Dataset excerpt:
"""
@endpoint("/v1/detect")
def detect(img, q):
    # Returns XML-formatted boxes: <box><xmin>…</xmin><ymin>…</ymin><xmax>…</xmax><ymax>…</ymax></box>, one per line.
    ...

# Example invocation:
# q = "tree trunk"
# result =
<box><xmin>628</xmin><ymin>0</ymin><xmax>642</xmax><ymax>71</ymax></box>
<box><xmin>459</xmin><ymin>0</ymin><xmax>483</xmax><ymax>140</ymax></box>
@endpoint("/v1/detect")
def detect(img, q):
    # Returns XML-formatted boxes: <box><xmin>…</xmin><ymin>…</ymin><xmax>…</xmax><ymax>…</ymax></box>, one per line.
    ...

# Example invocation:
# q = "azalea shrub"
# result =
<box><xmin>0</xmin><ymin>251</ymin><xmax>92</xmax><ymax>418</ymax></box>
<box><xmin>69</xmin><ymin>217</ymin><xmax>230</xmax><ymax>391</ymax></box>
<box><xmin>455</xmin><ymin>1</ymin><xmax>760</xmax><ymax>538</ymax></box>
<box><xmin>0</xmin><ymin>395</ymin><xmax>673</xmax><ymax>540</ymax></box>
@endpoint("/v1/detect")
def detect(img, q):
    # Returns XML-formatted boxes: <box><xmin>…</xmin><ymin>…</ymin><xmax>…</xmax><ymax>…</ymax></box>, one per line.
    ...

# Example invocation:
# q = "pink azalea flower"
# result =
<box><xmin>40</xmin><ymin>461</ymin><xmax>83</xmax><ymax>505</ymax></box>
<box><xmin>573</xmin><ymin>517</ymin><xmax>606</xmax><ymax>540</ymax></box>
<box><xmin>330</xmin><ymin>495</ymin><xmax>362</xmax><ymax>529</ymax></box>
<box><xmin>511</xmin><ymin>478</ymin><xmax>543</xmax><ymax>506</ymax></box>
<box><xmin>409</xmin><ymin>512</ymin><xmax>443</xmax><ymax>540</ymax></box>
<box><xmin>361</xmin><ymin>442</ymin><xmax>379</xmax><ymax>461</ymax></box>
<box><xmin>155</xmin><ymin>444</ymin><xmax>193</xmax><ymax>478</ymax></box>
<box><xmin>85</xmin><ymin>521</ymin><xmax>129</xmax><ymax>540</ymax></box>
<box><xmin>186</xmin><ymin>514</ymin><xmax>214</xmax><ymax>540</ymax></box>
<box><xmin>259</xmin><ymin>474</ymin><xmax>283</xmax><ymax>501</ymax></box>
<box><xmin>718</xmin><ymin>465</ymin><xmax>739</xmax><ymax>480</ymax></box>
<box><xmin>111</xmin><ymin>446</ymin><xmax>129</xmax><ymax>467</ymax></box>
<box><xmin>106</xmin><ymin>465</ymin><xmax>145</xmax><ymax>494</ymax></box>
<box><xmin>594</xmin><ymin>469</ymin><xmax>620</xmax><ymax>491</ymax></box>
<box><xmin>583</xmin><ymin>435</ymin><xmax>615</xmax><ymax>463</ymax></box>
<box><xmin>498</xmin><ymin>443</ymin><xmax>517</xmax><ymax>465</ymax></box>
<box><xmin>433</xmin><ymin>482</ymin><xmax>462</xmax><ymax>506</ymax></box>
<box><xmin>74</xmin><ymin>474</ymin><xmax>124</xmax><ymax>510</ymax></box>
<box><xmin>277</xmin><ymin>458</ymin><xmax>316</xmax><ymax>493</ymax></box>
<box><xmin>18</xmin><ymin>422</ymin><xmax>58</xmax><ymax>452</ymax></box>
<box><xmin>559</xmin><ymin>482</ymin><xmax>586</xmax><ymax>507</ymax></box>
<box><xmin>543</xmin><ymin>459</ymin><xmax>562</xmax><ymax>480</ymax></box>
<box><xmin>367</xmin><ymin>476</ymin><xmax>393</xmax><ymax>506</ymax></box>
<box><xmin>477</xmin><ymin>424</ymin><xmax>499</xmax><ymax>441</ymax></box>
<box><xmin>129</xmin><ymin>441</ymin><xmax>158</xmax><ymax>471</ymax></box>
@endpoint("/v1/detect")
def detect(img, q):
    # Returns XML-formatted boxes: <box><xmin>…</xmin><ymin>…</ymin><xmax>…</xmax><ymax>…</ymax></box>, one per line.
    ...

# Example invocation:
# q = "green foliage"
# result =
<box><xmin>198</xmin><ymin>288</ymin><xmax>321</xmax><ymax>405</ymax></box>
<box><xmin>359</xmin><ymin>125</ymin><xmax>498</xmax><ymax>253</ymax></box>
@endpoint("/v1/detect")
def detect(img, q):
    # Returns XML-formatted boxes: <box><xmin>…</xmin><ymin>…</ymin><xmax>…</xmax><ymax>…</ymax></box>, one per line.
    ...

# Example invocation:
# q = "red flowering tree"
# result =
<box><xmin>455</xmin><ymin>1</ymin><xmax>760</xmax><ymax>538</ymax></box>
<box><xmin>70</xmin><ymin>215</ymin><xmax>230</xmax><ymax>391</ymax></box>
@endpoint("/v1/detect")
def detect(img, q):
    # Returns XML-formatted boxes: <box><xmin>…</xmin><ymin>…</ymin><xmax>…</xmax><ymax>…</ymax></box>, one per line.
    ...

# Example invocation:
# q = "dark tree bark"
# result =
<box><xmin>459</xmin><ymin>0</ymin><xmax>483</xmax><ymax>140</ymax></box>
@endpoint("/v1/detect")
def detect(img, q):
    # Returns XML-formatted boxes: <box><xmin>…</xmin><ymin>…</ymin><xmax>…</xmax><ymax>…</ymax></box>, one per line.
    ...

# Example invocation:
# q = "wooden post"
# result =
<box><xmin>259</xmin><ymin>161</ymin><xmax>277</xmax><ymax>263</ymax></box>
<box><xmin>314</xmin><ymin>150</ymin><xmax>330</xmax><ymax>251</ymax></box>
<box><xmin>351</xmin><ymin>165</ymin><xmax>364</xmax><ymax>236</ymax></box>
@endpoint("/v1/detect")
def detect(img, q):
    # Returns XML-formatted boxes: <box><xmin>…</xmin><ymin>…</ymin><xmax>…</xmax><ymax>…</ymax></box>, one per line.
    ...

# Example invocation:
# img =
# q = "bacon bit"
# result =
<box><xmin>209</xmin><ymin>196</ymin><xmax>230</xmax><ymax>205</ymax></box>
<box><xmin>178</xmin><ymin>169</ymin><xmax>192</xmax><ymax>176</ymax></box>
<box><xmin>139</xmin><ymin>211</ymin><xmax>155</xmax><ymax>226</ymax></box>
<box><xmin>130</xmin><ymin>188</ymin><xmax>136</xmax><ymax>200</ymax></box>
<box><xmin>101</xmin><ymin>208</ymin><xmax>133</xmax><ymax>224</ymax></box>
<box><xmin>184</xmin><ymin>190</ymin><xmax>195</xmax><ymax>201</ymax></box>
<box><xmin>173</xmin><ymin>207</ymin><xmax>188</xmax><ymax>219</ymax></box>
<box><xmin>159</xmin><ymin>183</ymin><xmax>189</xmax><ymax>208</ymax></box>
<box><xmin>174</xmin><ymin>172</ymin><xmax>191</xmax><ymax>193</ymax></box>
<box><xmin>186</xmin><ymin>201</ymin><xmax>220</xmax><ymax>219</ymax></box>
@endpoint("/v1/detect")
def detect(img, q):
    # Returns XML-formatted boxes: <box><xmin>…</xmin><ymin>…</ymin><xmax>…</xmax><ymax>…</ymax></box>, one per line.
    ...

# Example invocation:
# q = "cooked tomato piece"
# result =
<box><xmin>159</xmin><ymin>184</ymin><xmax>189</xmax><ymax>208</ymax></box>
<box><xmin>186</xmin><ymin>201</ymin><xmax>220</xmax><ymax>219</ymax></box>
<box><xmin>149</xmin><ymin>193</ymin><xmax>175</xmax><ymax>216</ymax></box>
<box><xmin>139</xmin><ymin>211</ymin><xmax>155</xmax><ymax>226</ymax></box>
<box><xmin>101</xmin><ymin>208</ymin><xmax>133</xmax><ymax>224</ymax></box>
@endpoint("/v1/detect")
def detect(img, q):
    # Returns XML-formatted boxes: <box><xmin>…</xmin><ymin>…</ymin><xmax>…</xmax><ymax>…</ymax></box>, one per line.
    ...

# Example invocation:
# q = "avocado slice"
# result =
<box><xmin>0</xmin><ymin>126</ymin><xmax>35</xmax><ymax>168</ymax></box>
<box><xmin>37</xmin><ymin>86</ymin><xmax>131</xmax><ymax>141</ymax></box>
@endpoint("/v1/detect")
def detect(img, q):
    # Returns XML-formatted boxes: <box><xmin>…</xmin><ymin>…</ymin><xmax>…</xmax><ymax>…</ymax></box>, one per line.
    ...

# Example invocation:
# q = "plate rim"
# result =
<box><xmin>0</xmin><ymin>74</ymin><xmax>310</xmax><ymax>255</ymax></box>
"""
#### [WHAT YOU HAVE TO DO]
Work out how many lines in the items above contain the string "tree", treating case as significant. Give only the number.

#### [SOLVED EXERCISE]
3